Task statement »
Since only a count is wanted, work out how many lines in the material below contain the word "jacket" and return that number.
(Given records Opens)
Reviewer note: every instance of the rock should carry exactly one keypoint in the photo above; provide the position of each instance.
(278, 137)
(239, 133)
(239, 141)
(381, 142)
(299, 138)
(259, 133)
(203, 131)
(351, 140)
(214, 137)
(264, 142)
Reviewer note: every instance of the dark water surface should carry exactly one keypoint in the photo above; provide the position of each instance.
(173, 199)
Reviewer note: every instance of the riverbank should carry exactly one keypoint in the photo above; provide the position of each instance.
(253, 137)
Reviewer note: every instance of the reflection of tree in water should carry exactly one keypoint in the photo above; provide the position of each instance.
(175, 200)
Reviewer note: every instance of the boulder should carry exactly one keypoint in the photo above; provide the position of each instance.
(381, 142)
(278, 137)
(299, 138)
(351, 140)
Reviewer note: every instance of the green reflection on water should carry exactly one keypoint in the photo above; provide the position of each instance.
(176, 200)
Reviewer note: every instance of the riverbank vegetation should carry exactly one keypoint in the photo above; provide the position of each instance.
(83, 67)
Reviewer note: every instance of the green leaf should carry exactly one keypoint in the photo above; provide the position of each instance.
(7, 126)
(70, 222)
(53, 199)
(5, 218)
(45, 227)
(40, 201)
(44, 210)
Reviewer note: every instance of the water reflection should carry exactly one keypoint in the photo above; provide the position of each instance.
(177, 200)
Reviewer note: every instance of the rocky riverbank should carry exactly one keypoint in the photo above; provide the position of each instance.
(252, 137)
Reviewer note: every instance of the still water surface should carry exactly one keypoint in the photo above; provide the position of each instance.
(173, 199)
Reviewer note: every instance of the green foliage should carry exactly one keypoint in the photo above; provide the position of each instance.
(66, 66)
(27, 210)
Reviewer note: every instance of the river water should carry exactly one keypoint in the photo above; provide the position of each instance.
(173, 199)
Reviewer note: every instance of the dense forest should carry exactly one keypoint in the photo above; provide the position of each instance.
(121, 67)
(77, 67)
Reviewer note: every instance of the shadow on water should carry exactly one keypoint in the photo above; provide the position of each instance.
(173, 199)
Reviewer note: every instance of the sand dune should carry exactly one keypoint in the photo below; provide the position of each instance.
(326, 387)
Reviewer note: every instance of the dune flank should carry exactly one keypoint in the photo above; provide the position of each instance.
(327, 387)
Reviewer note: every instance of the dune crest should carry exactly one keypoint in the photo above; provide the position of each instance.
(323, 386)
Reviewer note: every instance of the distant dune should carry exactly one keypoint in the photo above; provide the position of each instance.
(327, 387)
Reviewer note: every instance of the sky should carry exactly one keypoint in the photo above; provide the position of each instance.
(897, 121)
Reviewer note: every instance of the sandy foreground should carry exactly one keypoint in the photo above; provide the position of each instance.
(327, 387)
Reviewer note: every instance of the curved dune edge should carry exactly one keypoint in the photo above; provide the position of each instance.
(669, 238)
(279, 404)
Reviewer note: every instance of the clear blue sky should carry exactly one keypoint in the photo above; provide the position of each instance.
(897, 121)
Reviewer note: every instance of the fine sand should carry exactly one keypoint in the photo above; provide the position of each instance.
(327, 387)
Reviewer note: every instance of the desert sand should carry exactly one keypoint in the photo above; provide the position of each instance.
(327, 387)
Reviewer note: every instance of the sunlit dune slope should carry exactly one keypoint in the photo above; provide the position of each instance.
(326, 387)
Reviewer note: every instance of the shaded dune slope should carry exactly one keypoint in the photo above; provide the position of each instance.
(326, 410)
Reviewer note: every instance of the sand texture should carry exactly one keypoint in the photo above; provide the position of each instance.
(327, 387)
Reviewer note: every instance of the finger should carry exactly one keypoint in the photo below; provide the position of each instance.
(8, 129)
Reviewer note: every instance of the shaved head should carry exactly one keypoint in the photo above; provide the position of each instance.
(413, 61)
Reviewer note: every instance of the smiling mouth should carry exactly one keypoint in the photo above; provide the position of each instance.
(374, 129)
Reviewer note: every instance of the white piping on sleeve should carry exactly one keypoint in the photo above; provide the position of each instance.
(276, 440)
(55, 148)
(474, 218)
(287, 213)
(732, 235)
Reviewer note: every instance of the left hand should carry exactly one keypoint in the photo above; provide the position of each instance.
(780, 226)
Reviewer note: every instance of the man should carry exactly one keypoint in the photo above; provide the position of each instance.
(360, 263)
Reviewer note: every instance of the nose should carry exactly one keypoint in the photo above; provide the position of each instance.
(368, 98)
(Given records Closes)
(Given records Opens)
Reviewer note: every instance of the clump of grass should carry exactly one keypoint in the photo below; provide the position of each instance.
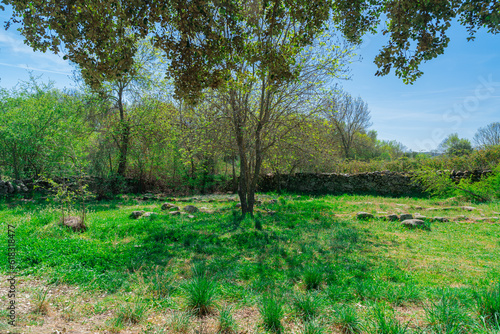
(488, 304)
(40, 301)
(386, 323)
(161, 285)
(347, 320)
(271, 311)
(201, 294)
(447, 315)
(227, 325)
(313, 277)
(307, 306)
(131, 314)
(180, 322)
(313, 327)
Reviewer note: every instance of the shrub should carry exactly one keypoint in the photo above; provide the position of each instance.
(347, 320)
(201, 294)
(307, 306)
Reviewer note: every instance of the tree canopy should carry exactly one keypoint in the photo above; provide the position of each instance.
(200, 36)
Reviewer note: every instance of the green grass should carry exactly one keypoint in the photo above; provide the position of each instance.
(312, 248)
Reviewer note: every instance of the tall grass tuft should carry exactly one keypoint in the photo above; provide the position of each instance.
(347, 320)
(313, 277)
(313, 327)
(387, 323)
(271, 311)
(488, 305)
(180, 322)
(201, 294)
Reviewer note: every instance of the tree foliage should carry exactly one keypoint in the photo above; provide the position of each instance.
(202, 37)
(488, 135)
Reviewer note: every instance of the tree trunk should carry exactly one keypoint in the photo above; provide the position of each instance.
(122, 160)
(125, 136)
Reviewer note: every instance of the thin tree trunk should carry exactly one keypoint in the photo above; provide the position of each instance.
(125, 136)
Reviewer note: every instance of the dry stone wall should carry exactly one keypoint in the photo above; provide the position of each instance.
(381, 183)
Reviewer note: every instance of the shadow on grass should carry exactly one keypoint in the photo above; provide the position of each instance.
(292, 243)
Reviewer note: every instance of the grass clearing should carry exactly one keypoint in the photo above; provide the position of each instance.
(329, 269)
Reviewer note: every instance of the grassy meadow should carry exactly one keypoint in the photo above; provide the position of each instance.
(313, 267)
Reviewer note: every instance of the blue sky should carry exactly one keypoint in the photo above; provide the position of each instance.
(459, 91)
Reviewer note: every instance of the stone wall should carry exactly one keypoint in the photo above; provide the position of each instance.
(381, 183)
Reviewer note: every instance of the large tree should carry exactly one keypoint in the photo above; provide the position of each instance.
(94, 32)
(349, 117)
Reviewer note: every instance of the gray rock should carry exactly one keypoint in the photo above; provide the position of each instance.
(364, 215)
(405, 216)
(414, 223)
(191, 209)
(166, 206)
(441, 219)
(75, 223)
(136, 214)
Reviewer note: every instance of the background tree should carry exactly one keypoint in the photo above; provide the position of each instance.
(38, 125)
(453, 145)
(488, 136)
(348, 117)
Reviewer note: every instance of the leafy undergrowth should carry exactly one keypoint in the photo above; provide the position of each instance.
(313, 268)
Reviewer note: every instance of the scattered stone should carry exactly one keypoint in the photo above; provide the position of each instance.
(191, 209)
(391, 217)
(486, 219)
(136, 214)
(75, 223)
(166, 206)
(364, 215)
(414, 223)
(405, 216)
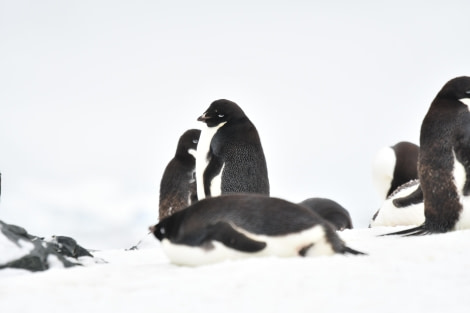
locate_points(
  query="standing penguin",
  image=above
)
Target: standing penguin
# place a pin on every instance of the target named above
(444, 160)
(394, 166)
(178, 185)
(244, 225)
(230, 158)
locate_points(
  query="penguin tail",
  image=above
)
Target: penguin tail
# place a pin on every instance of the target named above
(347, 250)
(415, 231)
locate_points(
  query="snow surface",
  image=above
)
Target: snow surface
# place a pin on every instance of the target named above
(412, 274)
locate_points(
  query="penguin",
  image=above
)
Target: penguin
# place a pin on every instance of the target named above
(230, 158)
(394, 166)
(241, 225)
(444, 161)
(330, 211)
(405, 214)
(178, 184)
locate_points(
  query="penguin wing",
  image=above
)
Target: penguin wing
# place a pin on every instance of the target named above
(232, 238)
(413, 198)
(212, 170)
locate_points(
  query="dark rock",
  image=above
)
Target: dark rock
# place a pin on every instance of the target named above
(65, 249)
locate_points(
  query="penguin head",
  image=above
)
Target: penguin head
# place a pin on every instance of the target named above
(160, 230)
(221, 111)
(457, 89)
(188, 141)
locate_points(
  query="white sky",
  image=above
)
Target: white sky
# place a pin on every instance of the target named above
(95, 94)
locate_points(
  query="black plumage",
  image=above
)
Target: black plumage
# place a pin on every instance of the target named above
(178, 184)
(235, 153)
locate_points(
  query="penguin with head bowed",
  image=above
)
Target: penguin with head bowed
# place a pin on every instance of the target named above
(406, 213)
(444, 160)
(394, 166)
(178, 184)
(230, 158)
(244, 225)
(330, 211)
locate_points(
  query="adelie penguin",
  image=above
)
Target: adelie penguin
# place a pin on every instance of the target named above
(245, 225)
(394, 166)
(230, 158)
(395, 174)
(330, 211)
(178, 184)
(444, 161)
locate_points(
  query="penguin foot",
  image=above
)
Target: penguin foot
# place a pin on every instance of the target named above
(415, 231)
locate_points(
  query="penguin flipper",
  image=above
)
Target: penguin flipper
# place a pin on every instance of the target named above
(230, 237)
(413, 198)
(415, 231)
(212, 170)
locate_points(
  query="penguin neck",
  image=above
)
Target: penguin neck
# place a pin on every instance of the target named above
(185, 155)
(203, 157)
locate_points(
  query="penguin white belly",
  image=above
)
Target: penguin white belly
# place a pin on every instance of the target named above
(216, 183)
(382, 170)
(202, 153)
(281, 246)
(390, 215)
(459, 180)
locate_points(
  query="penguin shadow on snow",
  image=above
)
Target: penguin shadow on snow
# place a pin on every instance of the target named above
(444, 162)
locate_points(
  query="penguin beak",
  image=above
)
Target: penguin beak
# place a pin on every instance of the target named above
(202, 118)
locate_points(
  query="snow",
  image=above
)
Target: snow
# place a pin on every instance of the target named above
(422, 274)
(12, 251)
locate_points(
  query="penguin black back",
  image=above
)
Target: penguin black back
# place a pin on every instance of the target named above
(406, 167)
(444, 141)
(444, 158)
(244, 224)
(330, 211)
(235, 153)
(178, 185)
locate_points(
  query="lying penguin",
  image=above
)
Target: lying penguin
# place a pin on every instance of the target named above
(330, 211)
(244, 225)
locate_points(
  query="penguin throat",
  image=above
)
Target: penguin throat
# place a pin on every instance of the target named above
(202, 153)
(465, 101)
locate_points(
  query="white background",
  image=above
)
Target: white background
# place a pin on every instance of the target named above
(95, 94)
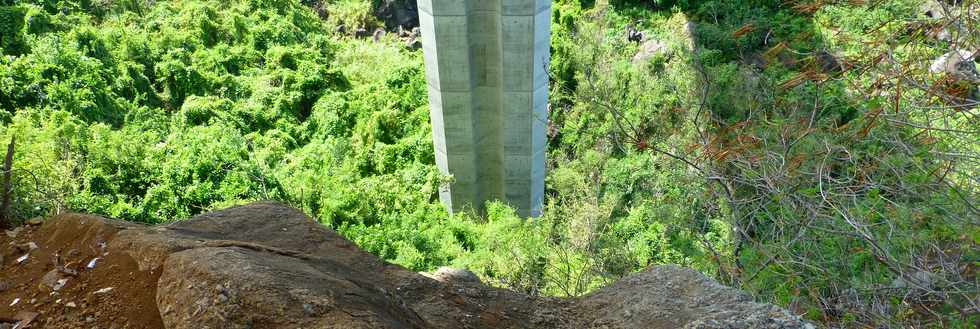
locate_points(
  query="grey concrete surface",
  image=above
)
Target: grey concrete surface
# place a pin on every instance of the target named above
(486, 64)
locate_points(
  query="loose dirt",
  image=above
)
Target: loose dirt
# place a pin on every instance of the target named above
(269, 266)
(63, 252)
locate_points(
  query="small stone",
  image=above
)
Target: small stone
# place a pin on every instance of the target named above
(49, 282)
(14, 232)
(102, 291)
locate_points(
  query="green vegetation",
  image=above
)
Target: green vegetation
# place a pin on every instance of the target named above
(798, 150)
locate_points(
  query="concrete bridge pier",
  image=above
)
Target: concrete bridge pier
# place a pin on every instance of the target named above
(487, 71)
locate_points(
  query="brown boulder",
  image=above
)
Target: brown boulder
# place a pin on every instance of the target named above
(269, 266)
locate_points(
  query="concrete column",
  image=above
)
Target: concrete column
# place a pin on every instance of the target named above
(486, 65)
(Given records Closes)
(Given records Opens)
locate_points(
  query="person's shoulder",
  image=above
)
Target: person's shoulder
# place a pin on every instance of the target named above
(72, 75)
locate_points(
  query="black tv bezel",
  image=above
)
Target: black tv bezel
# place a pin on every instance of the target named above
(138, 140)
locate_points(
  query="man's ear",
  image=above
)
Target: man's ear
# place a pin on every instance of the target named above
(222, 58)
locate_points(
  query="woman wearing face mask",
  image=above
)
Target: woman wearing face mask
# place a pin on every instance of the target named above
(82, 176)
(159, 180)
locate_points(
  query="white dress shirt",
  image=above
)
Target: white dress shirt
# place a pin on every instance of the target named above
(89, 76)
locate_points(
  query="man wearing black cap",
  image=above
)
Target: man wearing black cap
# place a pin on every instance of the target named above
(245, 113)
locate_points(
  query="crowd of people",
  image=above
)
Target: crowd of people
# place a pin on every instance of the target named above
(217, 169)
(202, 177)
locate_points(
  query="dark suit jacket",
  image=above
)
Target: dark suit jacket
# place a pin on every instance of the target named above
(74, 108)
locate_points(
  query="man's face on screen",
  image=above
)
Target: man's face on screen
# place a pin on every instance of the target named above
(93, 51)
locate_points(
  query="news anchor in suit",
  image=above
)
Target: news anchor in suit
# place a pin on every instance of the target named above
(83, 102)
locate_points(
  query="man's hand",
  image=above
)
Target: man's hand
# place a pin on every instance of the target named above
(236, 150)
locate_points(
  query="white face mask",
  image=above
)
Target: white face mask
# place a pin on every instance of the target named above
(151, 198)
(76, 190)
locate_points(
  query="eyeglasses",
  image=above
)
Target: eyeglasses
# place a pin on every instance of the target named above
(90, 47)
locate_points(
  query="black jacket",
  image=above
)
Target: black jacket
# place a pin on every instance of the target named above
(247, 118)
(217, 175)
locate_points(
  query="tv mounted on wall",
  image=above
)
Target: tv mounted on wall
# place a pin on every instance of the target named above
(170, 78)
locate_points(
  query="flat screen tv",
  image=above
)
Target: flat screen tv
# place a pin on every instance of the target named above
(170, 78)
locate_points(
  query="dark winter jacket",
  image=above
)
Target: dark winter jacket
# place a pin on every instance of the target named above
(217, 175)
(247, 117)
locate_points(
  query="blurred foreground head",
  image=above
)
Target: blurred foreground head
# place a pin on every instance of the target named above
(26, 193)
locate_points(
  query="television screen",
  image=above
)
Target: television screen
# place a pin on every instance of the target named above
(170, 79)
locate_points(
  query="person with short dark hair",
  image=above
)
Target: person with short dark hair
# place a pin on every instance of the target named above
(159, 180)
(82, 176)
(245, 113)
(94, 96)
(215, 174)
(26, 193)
(Given records Closes)
Solution to the exercise »
6